▸ Required work:
Copy out the material below word for word, leaving out the pictures.

▸ Given entries:
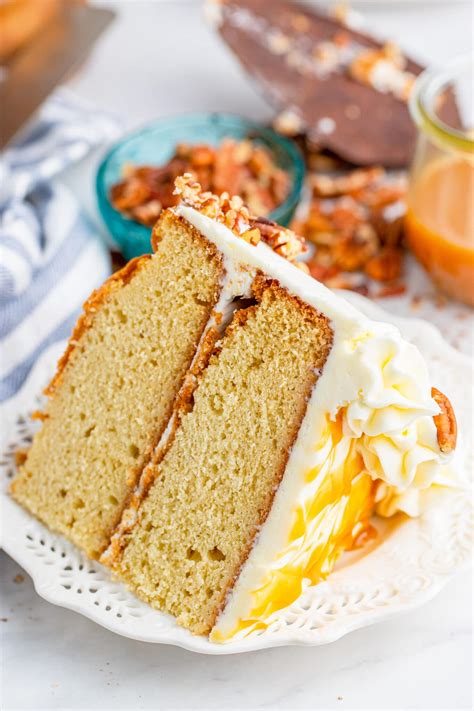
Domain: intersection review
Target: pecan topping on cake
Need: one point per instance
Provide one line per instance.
(231, 211)
(445, 422)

▸ Response to this task:
Domain: intersection review
Target: pecan topping on cake
Need: one point per instance
Provide one line per instance.
(231, 211)
(445, 422)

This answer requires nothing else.